Auftrag:
Schreib den folgenden Text zur Befugniserweiterung für gewerbliche Buchhalter vollständig und wortgetreu ab.

Zitierter Text:
━━━━━━━━━━━━━━━━━━━━━━━━━━━━━━

Mein Ansatz ist eben, dass zunächst die Qualität intern stimmen muss, und dann werden wir auch als Gesprächspartner ernst(er) genommen, denn ich weiß nicht, ob die derzeit auf dem Markt befindlichen Berufsverbände wirklich noch eine Interessenvertretung sind. Bei einer Kammer wäre auch diese Frage sehr schnell geklärt, da diese ja die gesetzliche Aufgabe der Vertretung des Berufsstandes hätte.
Ich würde mich freuen, wenn Sie diese Anregung einmal durchdenken würden und ich hierzu Ihre Meinung erfahren dürfte.
Grüße aus Sinzig (bei Bonn)
Mario Wettlaufer
Sehr geehrter Herr Wettlaufer,
vielen Dank für Ihre Frage. Das Thema Befugniserweiterung für die gewerblichen Buchhalter wird in den nächsten Wochen wieder das Parlament beschäftigen. Am 15. November ist die erste Lesung des Gesetzentwurfs der Bundesregierung zur Änderung des Steuerberatungsgesetzes im Bundestag. Leider ist der Gesetzentwurf ein Schritt rückwärts auf dem Weg zu einem modernen Berufsrecht. Sogar die ursprünglich geplante halbherzige Befugniserweiterung für die geprüften Bilanzbuchhalter ist von Union und SPD wieder aus dem Gesetzentwurf herausgenommen worden.

━━━━━━━━━━━━━━━━━━━━━━━━━━━━━━

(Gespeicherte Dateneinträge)
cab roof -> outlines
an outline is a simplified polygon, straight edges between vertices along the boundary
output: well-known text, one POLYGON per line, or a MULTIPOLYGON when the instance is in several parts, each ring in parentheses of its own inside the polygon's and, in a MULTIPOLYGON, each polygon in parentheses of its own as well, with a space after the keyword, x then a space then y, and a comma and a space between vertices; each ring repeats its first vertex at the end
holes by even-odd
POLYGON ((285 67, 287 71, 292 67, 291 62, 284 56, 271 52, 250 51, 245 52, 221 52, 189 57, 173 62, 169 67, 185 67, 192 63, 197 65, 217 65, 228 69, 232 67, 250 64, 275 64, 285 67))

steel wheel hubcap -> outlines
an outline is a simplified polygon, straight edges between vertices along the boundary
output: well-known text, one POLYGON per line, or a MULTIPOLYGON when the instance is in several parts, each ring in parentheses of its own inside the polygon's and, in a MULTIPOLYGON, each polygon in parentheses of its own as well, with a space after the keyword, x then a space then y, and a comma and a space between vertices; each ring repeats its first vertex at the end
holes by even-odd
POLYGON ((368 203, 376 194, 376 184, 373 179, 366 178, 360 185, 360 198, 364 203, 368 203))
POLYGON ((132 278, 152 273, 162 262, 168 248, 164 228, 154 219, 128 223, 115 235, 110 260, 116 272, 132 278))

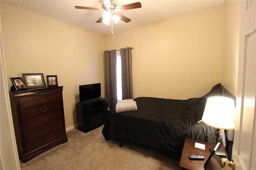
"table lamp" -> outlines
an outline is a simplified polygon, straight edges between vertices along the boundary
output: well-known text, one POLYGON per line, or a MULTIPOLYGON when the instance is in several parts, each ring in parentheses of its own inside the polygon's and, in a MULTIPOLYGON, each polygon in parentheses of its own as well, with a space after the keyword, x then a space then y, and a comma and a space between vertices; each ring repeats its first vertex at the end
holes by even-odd
MULTIPOLYGON (((235 111, 234 101, 230 98, 215 96, 207 99, 202 120, 205 124, 217 129, 216 142, 219 142, 222 143, 220 129, 229 130, 235 128, 235 111)), ((226 156, 220 147, 216 152, 221 157, 226 156)))

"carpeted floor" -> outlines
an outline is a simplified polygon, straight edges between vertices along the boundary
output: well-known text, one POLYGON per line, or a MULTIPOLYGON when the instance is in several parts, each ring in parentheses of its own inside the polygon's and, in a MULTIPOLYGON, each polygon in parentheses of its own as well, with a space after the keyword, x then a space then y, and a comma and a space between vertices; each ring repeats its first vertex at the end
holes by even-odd
POLYGON ((85 133, 67 132, 68 142, 20 162, 22 170, 181 170, 179 161, 156 149, 106 141, 103 126, 85 133))

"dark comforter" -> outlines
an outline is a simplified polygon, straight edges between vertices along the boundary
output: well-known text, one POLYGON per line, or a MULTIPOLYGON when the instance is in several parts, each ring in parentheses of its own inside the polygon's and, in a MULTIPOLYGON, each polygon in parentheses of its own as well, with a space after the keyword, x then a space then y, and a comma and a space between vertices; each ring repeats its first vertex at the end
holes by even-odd
POLYGON ((216 129, 198 123, 206 99, 139 97, 138 110, 110 111, 102 130, 106 140, 115 139, 181 153, 188 137, 215 142, 216 129))

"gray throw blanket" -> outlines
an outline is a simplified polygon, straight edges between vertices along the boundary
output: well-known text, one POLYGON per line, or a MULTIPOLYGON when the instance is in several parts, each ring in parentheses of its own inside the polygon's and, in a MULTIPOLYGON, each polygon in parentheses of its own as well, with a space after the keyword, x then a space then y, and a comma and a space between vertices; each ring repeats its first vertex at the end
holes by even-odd
POLYGON ((123 100, 116 103, 116 113, 137 110, 137 103, 132 99, 123 100))

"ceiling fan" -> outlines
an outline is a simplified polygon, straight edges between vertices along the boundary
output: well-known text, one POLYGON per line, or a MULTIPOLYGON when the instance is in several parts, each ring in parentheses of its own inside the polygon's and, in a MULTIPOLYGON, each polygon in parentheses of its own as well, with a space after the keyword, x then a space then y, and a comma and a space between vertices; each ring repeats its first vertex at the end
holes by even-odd
POLYGON ((120 20, 124 21, 126 23, 131 21, 131 19, 121 14, 118 12, 119 12, 141 8, 141 4, 140 2, 118 6, 113 1, 110 1, 110 0, 102 0, 102 1, 103 3, 102 5, 102 8, 80 6, 75 6, 75 8, 76 9, 98 10, 103 11, 103 14, 102 16, 99 18, 96 22, 98 23, 103 22, 106 25, 109 25, 110 24, 110 32, 112 33, 113 33, 113 20, 116 24, 120 20))

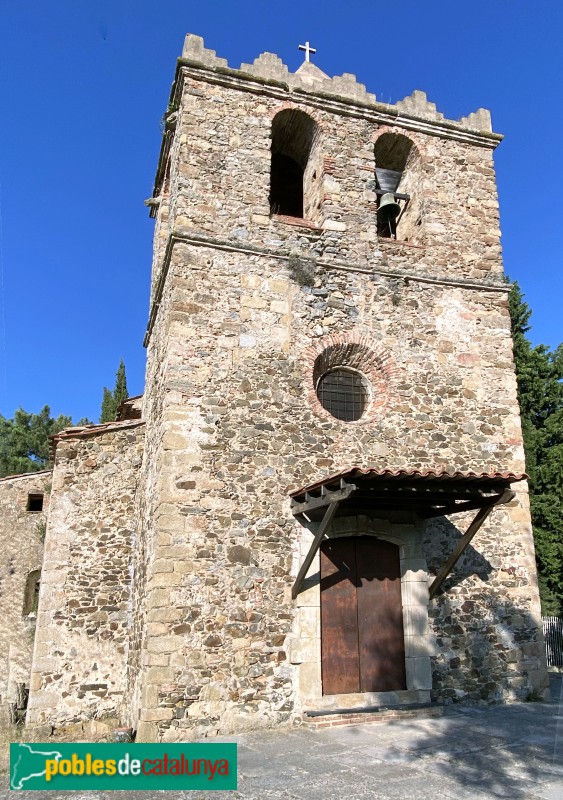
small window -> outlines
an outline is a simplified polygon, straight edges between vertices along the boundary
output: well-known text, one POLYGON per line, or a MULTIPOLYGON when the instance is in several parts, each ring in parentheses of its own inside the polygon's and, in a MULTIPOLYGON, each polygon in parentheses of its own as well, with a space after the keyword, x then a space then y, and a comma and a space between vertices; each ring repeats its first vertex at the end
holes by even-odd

━━━━━━━━━━━━━━━━━━━━━━━━━━━━━━

Antwortfeld:
Mein Ansatz ist eben, dass zunächst die Qualität intern stimmen muss, und dann werden wir auch als Gesprächspartner ernst(er) genommen, denn ich weiß nicht, ob die derzeit auf dem Markt befindlichen Berufsverbände wirklich noch eine Interessenvertretung sind. Bei einer Kammer wäre auch diese Frage sehr schnell geklärt, da diese ja die gesetzliche Aufgabe der Vertretung des Berufsstandes hätte.
Ich würde mich freuen, wenn Sie diese Anregung einmal durchdenken würden und ich hierzu Ihre Meinung erfahren dürfte.
Grüße aus Sinzig (bei Bonn)
Mario Wettlaufer
Sehr geehrter Herr Wettlaufer,
vielen Dank für Ihre Frage. Das Thema Befugniserweiterung für die gewerblichen Buchhalter wird in den nächsten Wochen wieder das Parlament beschäftigen. Am 15. November ist die erste Lesung des Gesetzentwurfs der Bundesregierung zur Änderung des Steuerberatungsgesetzes im Bundestag. Leider ist der Gesetzentwurf ein Schritt rückwärts auf dem Weg zu einem modernen Berufsrecht. Sogar die ursprünglich geplante halbherzige Befugniserweiterung für die geprüften Bilanzbuchhalter ist von Union und SPD wieder aus dem Gesetzentwurf herausgenommen worden.